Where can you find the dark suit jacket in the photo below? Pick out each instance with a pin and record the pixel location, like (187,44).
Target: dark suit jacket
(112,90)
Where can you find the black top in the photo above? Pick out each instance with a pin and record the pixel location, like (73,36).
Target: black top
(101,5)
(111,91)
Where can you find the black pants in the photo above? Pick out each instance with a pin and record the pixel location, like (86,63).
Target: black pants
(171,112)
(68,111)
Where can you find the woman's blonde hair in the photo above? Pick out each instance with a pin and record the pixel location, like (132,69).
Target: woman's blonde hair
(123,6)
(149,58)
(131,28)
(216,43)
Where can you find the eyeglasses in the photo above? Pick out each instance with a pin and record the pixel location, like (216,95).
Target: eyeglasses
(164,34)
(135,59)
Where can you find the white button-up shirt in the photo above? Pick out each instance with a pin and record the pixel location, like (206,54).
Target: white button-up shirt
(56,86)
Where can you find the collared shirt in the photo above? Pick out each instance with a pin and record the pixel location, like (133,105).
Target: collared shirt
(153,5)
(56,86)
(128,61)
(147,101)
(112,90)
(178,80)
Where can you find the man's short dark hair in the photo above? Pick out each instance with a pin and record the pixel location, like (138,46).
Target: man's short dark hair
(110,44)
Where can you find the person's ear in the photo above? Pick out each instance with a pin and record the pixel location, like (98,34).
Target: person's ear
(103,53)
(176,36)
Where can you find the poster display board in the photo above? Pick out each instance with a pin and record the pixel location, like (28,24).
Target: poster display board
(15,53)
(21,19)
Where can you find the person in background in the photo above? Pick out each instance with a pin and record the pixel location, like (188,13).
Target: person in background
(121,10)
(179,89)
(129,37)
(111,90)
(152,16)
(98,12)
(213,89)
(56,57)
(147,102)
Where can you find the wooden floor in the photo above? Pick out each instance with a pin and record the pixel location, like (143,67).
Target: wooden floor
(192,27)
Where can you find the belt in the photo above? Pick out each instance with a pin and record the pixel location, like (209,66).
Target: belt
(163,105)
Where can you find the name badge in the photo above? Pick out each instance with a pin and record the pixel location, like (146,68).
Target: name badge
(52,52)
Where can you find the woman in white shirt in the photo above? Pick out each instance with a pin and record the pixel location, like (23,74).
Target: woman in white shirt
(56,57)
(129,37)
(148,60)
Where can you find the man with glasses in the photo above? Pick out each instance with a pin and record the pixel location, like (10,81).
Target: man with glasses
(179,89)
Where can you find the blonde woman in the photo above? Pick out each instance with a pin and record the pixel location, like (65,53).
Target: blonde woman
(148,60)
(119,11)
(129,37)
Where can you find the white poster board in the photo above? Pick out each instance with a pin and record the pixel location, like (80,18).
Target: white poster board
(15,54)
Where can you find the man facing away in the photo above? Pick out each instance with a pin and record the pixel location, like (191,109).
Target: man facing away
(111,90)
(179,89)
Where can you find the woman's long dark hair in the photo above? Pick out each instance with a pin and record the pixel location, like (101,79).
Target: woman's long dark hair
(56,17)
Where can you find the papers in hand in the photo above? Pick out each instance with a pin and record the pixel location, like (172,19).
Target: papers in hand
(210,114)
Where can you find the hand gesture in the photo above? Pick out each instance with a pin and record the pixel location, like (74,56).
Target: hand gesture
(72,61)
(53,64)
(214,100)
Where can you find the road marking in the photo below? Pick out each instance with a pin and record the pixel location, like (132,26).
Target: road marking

▶ [Task to complete] Copy every line of the data, starting with the line containing "Where can you find the papers" and running through the end of the data. Offset each number in the answer coordinates by adding 10, and keep all other text unchanged.

▶ [Solution to this task]
Where can you find the papers in hand in the photo above? Pick out each instance with a pin and record the pixel location, like (172,19).
Target: papers in hand
(220,124)
Where can you find the hand gesture in the photo above? Pick out each instance with a pin and record the pixel location, like (74,56).
Target: hand gesture
(82,71)
(63,74)
(224,110)
Where can you find the road marking in the photo below? Pick out each instance with a pin and record the pixel location, like (132,26).
Target: road marking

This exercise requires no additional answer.